▸ **Written task**: Reproduce everything from "I could purchase" down to "better to watch." in the Jensen TV thread below, word for word.

▸ **Source**:
# Jensen Tv Size Upgrade In A 260Fl



## mjwencl (Feb 25, 2004)

I have a 2011 Outback 260FL and it comes with a 19" LCD Jensen TV. It looks like you could replace it with the 26" Model using the same hardware that is already in place. Has anyone done this?

I could purchase the TV Stand for the 19" model and use it in the bedroom in the back area.

Any help or info would be greatly appreciated.

Michael


----------



## cdnbayside (Jul 16, 2009)

The 19" Jensen in our 300BH stopped working while we were on vacation this summer. It would only display a white screen. It was mounted in the swivel cabinet between the living and bedroom. We went to Best Buy and bought a 24" Dynex LCD TV which fits in the same spot. The bracket mounted to the Dynex the same way as to the Jensen with 4 screws. The 24" TV being 5" bigger than the 19" is much better to watch.

When we got home I called Jensen direct about the non working TV. They sent a warranty no charge replacement 19" Jensen TV via UPS with a return label to send them the defective TV. With the replacement Jensen TV, I ordered the optional stand for $15 and now that TV is used in the back bedroom for the kids.

With your 260FL the TV is mounted to the wall with the same swivel bracket that the revolving TVs use. If you measure your wall space I'm sure a 26" or maybe even a 32" TV would fit in that space.

http://www.jensenrvdirect.com/


----------

▸ **Extracted material**:

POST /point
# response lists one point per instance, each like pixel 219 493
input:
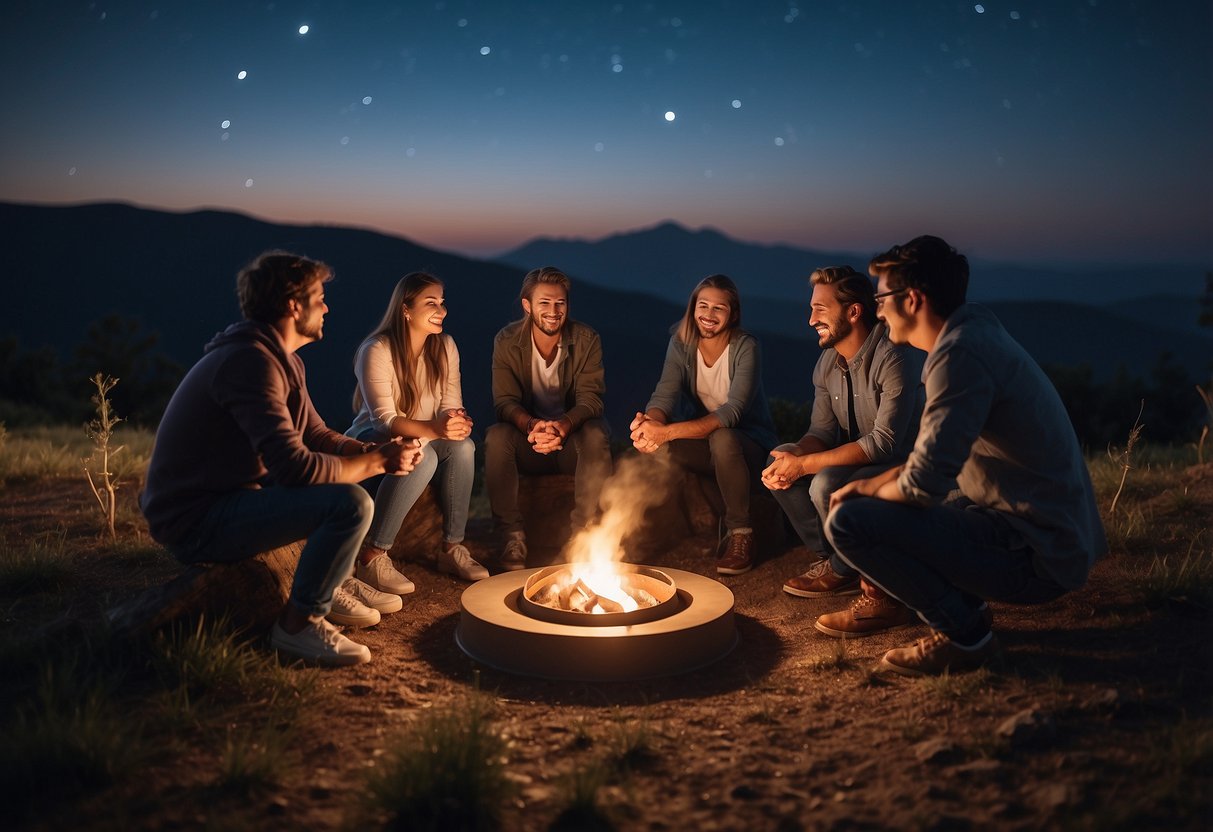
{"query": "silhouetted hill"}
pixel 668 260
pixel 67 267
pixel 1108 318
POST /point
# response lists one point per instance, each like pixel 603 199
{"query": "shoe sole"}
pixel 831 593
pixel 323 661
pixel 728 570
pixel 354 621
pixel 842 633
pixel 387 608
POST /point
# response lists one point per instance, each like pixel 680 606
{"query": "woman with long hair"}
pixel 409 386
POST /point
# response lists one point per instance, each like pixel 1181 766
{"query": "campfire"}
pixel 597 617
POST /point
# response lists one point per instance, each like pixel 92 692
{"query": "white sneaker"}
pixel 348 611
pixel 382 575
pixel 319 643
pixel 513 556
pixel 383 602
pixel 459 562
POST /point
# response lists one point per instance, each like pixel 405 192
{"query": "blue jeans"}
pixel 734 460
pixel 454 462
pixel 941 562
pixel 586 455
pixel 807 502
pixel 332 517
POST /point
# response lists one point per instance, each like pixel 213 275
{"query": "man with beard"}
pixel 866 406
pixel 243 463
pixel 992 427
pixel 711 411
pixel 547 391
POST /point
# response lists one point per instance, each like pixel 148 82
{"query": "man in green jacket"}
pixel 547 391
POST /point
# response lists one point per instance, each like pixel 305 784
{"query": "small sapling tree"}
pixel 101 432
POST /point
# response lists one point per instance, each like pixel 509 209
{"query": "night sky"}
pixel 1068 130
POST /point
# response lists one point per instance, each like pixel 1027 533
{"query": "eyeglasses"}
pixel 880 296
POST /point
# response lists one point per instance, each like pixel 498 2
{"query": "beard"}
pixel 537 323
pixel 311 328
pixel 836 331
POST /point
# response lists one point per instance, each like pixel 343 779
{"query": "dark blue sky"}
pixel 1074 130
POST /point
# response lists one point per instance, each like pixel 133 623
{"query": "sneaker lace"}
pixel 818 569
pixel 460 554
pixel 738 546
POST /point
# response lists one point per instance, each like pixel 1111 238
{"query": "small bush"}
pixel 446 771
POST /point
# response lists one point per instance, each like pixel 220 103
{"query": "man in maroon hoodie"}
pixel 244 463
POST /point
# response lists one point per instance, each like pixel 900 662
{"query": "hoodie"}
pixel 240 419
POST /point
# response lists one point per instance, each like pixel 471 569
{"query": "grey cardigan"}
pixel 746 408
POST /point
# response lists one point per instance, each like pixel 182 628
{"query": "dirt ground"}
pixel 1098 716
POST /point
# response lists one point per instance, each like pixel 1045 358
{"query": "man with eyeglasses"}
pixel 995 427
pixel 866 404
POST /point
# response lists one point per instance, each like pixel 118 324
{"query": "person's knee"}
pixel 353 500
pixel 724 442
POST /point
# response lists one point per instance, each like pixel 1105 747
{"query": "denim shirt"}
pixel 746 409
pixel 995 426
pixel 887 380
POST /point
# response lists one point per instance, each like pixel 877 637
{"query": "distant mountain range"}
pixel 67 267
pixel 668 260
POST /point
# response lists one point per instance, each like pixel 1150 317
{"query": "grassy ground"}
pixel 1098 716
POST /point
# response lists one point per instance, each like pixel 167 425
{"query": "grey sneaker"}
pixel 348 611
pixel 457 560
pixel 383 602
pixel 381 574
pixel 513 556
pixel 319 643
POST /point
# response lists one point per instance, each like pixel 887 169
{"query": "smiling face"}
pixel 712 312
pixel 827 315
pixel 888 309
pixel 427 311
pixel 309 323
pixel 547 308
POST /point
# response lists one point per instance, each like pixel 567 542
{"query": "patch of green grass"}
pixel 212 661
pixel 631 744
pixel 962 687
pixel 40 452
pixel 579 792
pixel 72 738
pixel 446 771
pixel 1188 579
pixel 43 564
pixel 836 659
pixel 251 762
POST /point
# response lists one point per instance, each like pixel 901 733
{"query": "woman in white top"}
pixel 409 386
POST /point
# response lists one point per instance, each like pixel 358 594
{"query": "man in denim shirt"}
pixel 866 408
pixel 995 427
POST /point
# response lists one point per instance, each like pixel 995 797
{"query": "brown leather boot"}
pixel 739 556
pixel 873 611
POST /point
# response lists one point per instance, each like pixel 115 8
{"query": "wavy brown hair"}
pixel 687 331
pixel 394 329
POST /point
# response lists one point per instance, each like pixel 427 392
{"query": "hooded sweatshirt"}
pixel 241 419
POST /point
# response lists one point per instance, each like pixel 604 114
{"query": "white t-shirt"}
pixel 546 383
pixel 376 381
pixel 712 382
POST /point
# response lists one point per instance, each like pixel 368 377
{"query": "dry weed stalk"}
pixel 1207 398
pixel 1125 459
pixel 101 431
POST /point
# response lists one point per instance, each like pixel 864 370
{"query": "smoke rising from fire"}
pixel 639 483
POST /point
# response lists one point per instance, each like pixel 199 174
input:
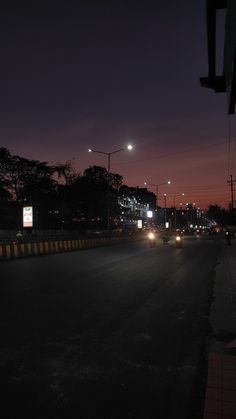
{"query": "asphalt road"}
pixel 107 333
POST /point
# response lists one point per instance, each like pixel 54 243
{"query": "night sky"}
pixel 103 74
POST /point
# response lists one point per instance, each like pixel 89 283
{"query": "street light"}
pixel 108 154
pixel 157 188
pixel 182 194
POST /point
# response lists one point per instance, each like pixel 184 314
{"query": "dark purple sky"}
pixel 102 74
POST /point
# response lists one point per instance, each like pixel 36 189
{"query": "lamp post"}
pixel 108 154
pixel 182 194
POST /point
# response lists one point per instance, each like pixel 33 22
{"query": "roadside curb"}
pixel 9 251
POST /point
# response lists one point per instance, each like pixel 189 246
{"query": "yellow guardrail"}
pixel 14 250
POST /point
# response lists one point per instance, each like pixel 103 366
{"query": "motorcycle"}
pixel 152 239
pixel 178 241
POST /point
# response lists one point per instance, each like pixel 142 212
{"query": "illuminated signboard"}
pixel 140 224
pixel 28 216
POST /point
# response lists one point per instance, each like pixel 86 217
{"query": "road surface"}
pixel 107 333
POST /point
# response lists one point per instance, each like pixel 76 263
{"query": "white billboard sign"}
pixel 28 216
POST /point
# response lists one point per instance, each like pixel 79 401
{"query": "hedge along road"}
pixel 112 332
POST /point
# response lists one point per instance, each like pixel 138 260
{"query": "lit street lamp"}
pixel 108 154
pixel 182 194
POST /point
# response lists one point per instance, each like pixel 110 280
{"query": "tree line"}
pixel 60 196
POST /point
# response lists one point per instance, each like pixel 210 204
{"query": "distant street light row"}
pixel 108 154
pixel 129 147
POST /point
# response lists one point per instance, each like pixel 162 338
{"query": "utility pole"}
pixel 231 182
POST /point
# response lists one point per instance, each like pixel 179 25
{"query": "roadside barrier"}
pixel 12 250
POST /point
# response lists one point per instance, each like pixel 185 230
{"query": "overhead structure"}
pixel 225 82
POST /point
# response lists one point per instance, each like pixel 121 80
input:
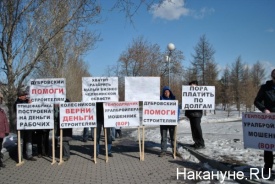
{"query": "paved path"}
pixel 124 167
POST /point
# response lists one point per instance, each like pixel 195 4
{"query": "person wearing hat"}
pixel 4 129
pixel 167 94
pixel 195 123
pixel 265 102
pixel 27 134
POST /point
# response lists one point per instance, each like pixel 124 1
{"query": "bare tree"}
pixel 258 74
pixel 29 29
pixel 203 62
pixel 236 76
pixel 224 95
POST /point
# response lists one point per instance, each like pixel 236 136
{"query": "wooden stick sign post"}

▸ **Final result**:
I could purchase the TV Stand for the 19" model and use it in the bedroom in the back area.

Any help or info would be greatly appreciated.

Michael


----------



## cdnbayside (Jul 16, 2009)

The 19" Jensen in our 300BH stopped working while we were on vacation this summer. It would only display a white screen. It was mounted in the swivel cabinet between the living and bedroom. We went to Best Buy and bought a 24" Dynex LCD TV which fits in the same spot. The bracket mounted to the Dynex the same way as to the Jensen with 4 screws. The 24" TV being 5" bigger than the 19" is much better to watch.